**** DATASET EXTRACT ****

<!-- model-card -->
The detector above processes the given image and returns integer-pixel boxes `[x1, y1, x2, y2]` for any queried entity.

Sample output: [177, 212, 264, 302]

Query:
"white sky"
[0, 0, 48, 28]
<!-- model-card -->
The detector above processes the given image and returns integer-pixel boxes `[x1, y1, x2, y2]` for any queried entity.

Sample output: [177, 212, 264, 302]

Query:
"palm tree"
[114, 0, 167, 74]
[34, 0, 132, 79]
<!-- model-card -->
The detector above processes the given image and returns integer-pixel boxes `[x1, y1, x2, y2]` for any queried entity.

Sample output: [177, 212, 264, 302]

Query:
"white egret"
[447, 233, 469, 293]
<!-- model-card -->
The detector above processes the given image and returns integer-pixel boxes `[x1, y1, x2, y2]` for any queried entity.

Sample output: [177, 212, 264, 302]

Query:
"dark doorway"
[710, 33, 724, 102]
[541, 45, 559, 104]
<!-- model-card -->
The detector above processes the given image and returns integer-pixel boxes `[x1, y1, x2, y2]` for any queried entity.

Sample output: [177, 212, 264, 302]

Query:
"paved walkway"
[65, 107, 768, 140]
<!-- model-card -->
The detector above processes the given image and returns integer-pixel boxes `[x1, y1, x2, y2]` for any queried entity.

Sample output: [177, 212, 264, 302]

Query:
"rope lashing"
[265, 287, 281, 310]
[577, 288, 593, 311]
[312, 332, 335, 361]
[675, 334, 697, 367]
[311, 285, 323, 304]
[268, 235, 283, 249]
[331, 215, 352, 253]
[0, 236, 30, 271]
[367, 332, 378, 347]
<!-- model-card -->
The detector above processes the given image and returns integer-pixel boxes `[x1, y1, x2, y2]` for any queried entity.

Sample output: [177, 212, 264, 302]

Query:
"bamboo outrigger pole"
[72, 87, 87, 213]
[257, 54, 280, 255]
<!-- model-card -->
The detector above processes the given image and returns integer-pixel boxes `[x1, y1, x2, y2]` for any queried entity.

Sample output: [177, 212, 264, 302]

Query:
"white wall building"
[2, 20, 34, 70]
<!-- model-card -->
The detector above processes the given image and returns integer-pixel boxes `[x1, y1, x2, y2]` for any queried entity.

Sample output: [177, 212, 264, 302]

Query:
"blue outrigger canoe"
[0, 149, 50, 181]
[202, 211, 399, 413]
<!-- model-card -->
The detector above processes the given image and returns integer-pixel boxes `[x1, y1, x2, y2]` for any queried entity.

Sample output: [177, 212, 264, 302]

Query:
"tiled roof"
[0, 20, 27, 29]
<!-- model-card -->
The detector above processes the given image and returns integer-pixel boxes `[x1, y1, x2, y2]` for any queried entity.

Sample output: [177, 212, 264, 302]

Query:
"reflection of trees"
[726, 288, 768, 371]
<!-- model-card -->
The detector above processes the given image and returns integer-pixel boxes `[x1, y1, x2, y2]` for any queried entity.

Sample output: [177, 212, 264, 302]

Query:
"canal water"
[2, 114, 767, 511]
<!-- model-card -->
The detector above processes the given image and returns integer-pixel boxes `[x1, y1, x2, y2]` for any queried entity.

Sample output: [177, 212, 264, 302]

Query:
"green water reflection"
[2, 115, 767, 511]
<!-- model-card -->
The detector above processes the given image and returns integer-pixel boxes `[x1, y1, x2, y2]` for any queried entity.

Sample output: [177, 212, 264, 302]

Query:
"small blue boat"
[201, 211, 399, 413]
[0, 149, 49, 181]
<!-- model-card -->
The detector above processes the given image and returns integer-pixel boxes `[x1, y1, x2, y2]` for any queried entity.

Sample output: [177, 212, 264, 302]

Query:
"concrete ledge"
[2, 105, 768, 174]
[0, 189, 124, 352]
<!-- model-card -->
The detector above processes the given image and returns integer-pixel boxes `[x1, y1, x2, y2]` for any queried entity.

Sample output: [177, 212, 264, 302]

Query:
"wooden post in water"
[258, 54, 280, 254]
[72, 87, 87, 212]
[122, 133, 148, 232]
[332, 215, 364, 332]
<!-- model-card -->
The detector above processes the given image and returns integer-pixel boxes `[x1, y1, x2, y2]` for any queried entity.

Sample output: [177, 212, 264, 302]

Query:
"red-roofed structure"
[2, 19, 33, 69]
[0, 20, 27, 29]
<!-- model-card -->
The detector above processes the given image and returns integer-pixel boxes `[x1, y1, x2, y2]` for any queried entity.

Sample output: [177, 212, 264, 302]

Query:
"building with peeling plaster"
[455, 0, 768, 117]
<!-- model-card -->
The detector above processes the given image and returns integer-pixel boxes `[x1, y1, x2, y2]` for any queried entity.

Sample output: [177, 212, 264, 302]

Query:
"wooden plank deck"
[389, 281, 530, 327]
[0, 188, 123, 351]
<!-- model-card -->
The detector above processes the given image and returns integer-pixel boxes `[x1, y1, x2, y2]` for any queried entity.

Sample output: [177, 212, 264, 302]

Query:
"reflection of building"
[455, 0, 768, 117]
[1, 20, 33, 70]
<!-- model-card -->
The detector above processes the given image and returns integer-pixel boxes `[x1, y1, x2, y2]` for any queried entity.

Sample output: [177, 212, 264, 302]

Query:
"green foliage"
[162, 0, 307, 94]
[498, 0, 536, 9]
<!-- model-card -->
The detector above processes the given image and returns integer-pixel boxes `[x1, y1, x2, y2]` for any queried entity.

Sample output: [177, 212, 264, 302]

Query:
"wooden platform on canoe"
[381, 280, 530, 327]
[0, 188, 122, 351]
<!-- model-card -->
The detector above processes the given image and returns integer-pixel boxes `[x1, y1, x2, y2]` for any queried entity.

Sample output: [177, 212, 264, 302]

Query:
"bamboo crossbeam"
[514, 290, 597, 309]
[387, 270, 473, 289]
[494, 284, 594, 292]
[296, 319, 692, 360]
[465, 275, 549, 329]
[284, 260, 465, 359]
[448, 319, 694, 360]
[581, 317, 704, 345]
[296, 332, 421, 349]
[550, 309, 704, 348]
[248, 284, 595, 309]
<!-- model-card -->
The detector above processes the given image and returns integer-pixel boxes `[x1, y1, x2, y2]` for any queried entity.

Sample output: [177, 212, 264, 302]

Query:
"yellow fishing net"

****

# TASK:
Repeat the listing above exactly, line for line.

# RESULT OF THIS TASK:
<!-- model-card -->
The detector above processes the given image and returns integer-pixel boxes `[x1, y1, x2, y2]` for any queried entity.

Sample output: [177, 212, 264, 302]

Query:
"white sky"
[0, 0, 48, 28]
<!-- model-card -->
The detector above processes the given image and returns integer-pixel boxes `[x1, y1, x2, y2]` for any queried entity.

Sample output: [177, 212, 264, 302]

Query:
"palm tree"
[114, 0, 167, 74]
[34, 0, 132, 79]
<!-- model-card -->
The detector above processes the given image and returns integer-pixel boxes `[x1, y1, x2, y2]` for any queried entity.

Sample output: [177, 212, 264, 302]

Query:
"white egret"
[447, 233, 469, 293]
<!-- model-card -->
The detector above processes the given image and returns integer-pixel boxes `[x1, y1, x2, y2]` for any queried entity.

Sample output: [177, 212, 264, 302]

Query:
"dark doorway"
[710, 33, 724, 102]
[541, 45, 559, 104]
<!-- model-card -->
The detector above processes the given image and returns integer-pixel boxes `[x1, y1, x2, y2]` for any queried entity.

Sample output: [177, 212, 264, 302]

Query:
"paved walkway"
[65, 107, 768, 140]
<!-- model-card -->
The detector above processes the given image and returns integer-pixel boxes `[x1, y1, x2, y2]` for any queried entity.

Sample output: [177, 212, 264, 302]

Query:
"rope lashing"
[265, 287, 281, 310]
[577, 288, 593, 311]
[312, 332, 335, 361]
[675, 334, 697, 367]
[311, 285, 323, 304]
[268, 235, 283, 249]
[331, 215, 352, 253]
[0, 236, 30, 271]
[367, 332, 378, 347]
<!-- model-card -->
The detector above processes the given image and returns integer-pixel boxes `[x1, y1, x2, y2]` for any queried entity.

Sample output: [177, 212, 264, 302]

Query:
"bamboo outrigger pole"
[72, 87, 87, 213]
[257, 54, 280, 255]
<!-- model-card -->
The detector above processes the given image and returns integer-pixel boxes `[x1, y1, x2, y2]` for any queried entity.

Sample output: [177, 212, 264, 302]

Query:
"white wall building"
[2, 20, 34, 70]
<!-- model-card -->
The detector above processes the given image and returns integer-pixel boxes `[x1, y1, x2, y2]` for any queried entity.

Sample output: [177, 212, 264, 302]

Query:
"blue outrigger canoe"
[0, 149, 50, 181]
[202, 211, 399, 413]
<!-- model-card -->
The detector above processes the given image and returns integer-pixel boxes `[x1, y1, x2, y2]` for any queried entity.

Sample output: [177, 212, 264, 302]

Query:
"tiled roof"
[0, 20, 27, 29]
<!-- model-card -->
The detector above processes the given image and returns integer-pixel boxes `[x1, y1, x2, y2]` for any queried entity.

Sample output: [177, 212, 264, 302]

Query:
"reflection of trees"
[726, 288, 768, 371]
<!-- model-card -->
The detector above processes the given image and returns integer-pixel boxes `[x1, y1, x2, y2]` for any queried entity.

Sample output: [177, 212, 264, 302]

Query:
"canal water"
[2, 114, 767, 511]
<!-- model-card -->
The detector above processes the given image and returns integer-pixel boxes `[x1, y1, x2, y2]` for any queried entity.

Sample output: [177, 212, 264, 302]

Query:
"green water reflection"
[2, 115, 767, 511]
<!-- model-card -->
The detector above processes the given image and returns integer-pixel boxes `[x1, y1, x2, y2]` for any queried entity.

Sample output: [177, 212, 264, 302]

Query:
"small blue boat"
[201, 211, 399, 413]
[0, 149, 49, 181]
<!-- model-card -->
The detector above processes the given image and returns integer-pixel boxes `[x1, y1, x2, y2]` for any queried entity.

Sample output: [177, 212, 264, 302]

Query:
"concrete ledge"
[2, 105, 768, 174]
[0, 189, 124, 352]
<!-- model-card -->
The detector above processes the given image and returns integer-pixel boxes `[x1, y1, x2, y2]` for any queried entity.

Sample output: [177, 212, 264, 302]

Query:
"wooden post in water"
[258, 54, 280, 254]
[72, 87, 87, 212]
[122, 133, 148, 232]
[332, 215, 364, 332]
<!-- model-card -->
The detector above processes the given image and returns integer-pixel boxes `[x1, y1, x2, y2]` for any queried entity.

Sample output: [177, 212, 264, 302]

Query:
"red-roofed structure"
[2, 19, 33, 69]
[0, 20, 27, 29]
<!-- model-card -->
The detector above processes the given image and returns integer-pixel boxes `[x1, y1, x2, y2]` for any queried entity.

Sample output: [177, 212, 264, 302]

Query:
"building with peeling plaster"
[455, 0, 768, 117]
<!-- model-card -->
The detector above processes the given image and returns integer-pixel boxes `[x1, y1, x2, y2]` for any queried entity.

Sample output: [177, 212, 264, 302]

Query:
"wooden plank deck"
[389, 281, 530, 327]
[0, 188, 123, 351]
<!-- model-card -->
The detector above processes the given image and returns integer-pixel boxes `[x1, y1, x2, y2]` for any queried entity.

Sample output: [177, 212, 264, 302]

Query:
"reflection of building"
[455, 0, 768, 117]
[1, 20, 33, 70]
<!-- model-card -->
The detector above processes the given image and returns integer-pixel boxes `[x1, y1, x2, y2]` for any queried entity.

Sample output: [177, 212, 264, 302]

Query:
"green foliage"
[162, 0, 307, 94]
[498, 0, 536, 9]
<!-- model-card -->
The detector above processes the given image and returns integer-pixel boxes `[x1, y1, x2, y2]` for any queried entity.

Sample output: [177, 212, 264, 302]

Query:
"wooden platform on canoe"
[381, 280, 530, 327]
[0, 188, 122, 351]
<!-- model-card -->
The detector above processes the given image and returns integer-pixel boxes `[x1, y1, x2, y2]` for any queried entity.

Sample output: [177, 212, 264, 302]

Query:
"bamboo crossbeam"
[514, 290, 597, 309]
[387, 270, 473, 289]
[494, 284, 594, 292]
[296, 319, 692, 360]
[465, 275, 549, 329]
[284, 260, 465, 359]
[448, 319, 694, 360]
[581, 317, 704, 345]
[296, 332, 421, 349]
[550, 309, 704, 348]
[248, 284, 595, 309]
<!-- model-card -->
The detector above processes the given image and returns integer-pixel boxes `[x1, y1, x2, y2]` for any queried entity.

Sample output: [177, 212, 264, 302]

Query:
"yellow fishing net"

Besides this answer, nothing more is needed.